▸ READING TEXT:
++++

[ExI] evolution problems
Darin Sunley
dsunley at gmail.com
Fri Sep 14 20:11:36 UTC 2018
One thing that's always puzzled me about the standard abiogenesis
narrative: how do unicellular creatures evolve into multi-cellular
creatures with tissue differentiation, that also use gamete cells for
reproduction that contain the DNA of all of the tissue types?
It's easy to see how you can go from unicellular creatures to colony
creatures with tissue differentiation. And it's easy to see how you go from
unicellular creatures reproducing via fission to unicellular creatures
reproducing sexually.
The problem seem to be that, once you're a multi-cellular colony creature
with differentiated tissues, it's very hard to see how you get the DNA from
all the subspecies back into a single subspecies of gamete cell.
Conversely, it's also difficult to see how, if you're a unicellular species
that reproduces sexually, how to you accumulate and absorb other species
for tissue differentiation?
Summing up, it's easy to see how one feature (tissue differentiation) or
the other (gametes) evolves, but I've never heard an even remotely
convincing narrative about how you end up with both features in one species.
Speculation: however it ended up happening, I strongly suspect it's the
single innovation that caused the Cambrain explosion. And given how late
the Cambrian explosion was in our planet's prehistory, it may have been a
seriously difficult hump for evolution to get over. And may therefore be a
prime candidate for the Great Filter.
On Fri, Sep 14, 2018 at 1:27 PM, Henrik Ohrstrom <henrik.ohrstrom at gmail.com>
wrote:
> Bats and moths have evolved together, probably starting with normal sounds
> for both and escalation and arms race as the logical result.
> If it was a case of intelligent design we would se the usual signs of a
> design committee, inside out retinas, brains rotated and mirrored, air and
> fluid pathways crossing each other and so on.
> /Henrik
>
> Den fre 14 sep. 2018 19:59Dave Sill <sparge at gmail.com> skrev:
>
>> On Fri, Sep 14, 2018 at 12:25 PM William Flynn Wallace <
>> foozler83 at gmail.com> wrote:
>>
>>> Here's what I don't get about evolution: a tiger moth developed the
>>> ability to make ultrasonic clicks, which just so happen to interfere with a
>>> bat's ability to locate them.
>>>
>>> Doesn't that seem suspicious to you, like someone is messing with the
>>> system? random mutation is random, right? 'Just so happens' - seems like
>>> a huge coincidence to me.
>>>
>>
>> Not at all. Probably started with some mutation that caused minor, mostly
>> ineffective clicking, but was effective enough to slightly enhance its
>> owner's chances of reproducing. Over time, those moths whose clicking was
>> more effective out-competed the others, and the "skill" was refined.

++++

▸ YOUR TASKS:
1. For each statement about the evolution message, say yes or no and quote the words that decide it. (a) The writer finds it easy to see how unicellular creatures could become colony creatures with tissue differentiation. (b) The writer says the Cambrian explosion came early in the planet's prehistory. (c) Henrik Ohrstrom says bats and moths evolved together.
2. Write out the evolution message word for word between "Conversely, it's also" and "in one species.", inclusive.
Rely only on the evolution message.

++++

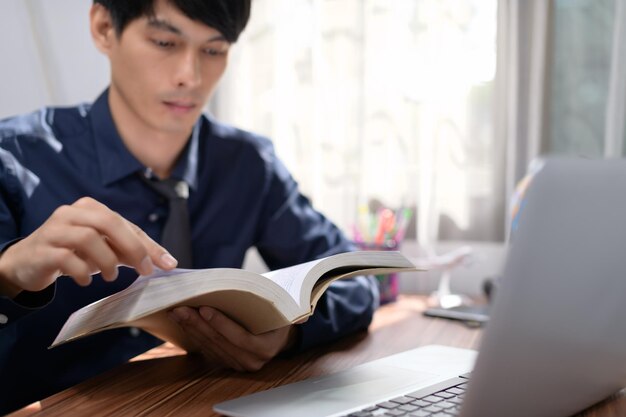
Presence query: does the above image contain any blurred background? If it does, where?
[0,0,626,294]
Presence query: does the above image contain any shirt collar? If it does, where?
[90,89,201,189]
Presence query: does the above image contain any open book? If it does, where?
[51,251,416,350]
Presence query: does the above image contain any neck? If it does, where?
[109,86,193,178]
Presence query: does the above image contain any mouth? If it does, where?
[163,100,197,114]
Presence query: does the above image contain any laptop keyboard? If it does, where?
[345,374,469,417]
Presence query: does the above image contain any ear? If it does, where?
[89,3,117,55]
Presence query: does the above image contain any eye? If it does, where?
[152,39,176,49]
[204,48,226,56]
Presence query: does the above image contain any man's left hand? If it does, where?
[169,307,296,371]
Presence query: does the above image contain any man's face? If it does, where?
[100,0,230,134]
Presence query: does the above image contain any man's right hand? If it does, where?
[0,197,177,297]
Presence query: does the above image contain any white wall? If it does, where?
[0,0,109,119]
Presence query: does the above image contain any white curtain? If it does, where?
[213,0,505,245]
[497,0,626,205]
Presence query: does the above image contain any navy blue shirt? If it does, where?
[0,91,378,413]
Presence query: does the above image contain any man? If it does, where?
[0,0,378,413]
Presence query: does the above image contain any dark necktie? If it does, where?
[139,173,193,268]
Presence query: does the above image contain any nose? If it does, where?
[175,50,202,88]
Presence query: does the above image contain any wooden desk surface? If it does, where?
[11,296,626,417]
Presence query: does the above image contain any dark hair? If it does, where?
[93,0,252,43]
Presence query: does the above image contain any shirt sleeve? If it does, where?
[0,149,55,328]
[251,140,379,350]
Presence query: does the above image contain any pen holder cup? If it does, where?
[357,240,400,305]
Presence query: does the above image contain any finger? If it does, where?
[51,226,119,281]
[126,221,178,270]
[173,307,252,371]
[172,307,245,371]
[59,198,175,275]
[198,306,282,362]
[51,248,92,287]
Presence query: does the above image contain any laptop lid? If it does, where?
[214,160,626,417]
[461,159,626,417]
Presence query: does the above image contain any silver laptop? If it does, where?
[214,159,626,417]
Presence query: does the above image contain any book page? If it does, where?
[261,259,322,305]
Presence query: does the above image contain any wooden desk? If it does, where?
[12,296,626,417]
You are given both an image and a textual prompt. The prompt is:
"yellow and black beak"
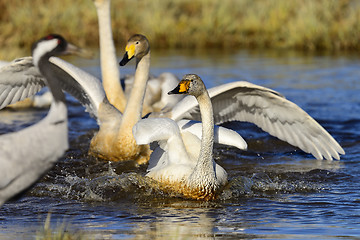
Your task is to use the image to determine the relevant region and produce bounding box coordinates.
[119,43,135,66]
[168,80,191,95]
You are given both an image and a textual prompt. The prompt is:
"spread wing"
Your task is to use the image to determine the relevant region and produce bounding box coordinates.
[0,57,46,109]
[170,82,345,160]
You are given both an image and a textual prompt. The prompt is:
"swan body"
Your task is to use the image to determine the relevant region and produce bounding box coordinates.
[133,74,227,200]
[155,81,345,160]
[0,30,345,160]
[0,57,51,109]
[0,35,77,206]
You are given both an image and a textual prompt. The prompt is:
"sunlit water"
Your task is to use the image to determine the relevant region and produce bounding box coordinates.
[0,50,360,239]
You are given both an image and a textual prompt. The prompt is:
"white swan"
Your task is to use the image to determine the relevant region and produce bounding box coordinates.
[133,74,232,200]
[0,0,126,111]
[0,35,76,206]
[159,81,345,160]
[94,0,126,112]
[0,30,345,160]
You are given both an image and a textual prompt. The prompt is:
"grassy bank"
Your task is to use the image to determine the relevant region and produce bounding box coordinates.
[0,0,360,59]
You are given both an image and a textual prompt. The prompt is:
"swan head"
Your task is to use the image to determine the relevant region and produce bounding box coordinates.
[120,34,150,66]
[168,74,206,97]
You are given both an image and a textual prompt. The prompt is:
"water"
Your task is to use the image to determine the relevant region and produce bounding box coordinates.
[0,50,360,239]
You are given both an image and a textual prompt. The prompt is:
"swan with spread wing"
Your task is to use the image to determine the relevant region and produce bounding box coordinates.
[0,35,82,206]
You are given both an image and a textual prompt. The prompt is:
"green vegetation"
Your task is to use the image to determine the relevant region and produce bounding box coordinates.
[0,0,360,59]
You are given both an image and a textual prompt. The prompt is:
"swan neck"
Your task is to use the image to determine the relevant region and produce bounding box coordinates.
[36,54,67,105]
[120,51,150,127]
[196,91,215,172]
[95,0,126,111]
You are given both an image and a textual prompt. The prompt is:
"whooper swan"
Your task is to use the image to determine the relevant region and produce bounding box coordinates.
[133,74,231,200]
[0,35,78,206]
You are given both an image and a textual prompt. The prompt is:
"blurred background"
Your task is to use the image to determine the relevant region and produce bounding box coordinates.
[0,0,360,60]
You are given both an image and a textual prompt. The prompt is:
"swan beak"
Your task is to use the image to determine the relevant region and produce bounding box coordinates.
[168,80,190,95]
[63,43,93,58]
[119,44,135,66]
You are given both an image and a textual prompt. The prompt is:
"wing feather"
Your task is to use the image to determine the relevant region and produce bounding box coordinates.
[169,82,345,160]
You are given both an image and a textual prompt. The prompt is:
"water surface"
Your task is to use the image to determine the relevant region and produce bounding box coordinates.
[0,50,360,239]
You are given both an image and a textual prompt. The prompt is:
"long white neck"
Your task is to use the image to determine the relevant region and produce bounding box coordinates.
[120,51,150,131]
[95,0,126,111]
[194,91,216,179]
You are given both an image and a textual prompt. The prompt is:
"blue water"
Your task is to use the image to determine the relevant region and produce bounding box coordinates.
[0,50,360,239]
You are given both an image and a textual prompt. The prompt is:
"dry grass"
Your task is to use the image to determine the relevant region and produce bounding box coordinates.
[0,0,360,59]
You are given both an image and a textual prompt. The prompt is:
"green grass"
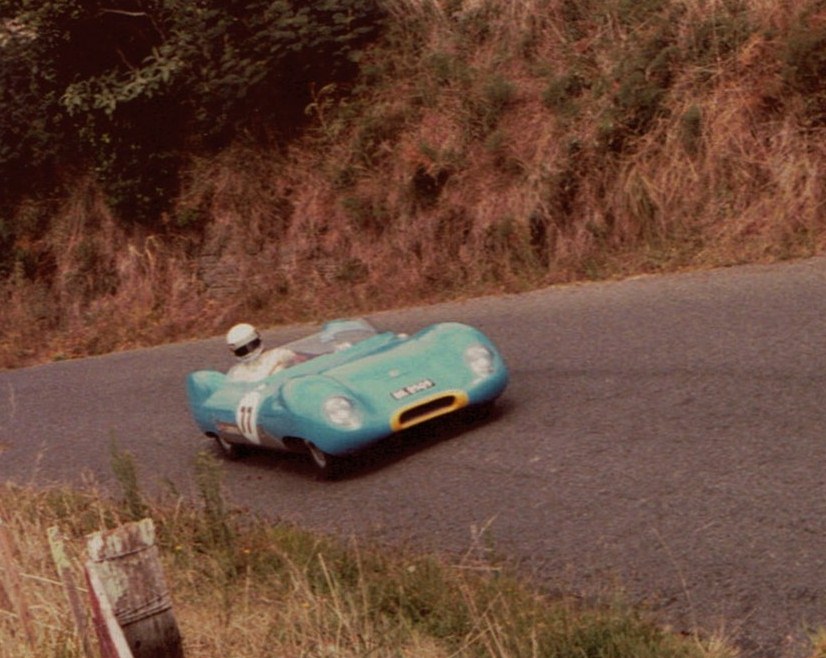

++++

▸ SOLUTIONS:
1.
(a) Yes: "It's easy to see how you can go from unicellular creatures to colony creatures with tissue differentiation."
(b) No: "given how late the Cambrian explosion was in our planet's prehistory"
(c) Yes: "Bats and moths have evolved together"

2.
Conversely, it's also difficult to see how, if you're a unicellular species
that reproduces sexually, how to you accumulate and absorb other species
for tissue differentiation?
Summing up, it's easy to see how one feature (tissue differentiation) or
the other (gametes) evolves, but I've never heard an even remotely
convincing narrative about how you end up with both features in one species.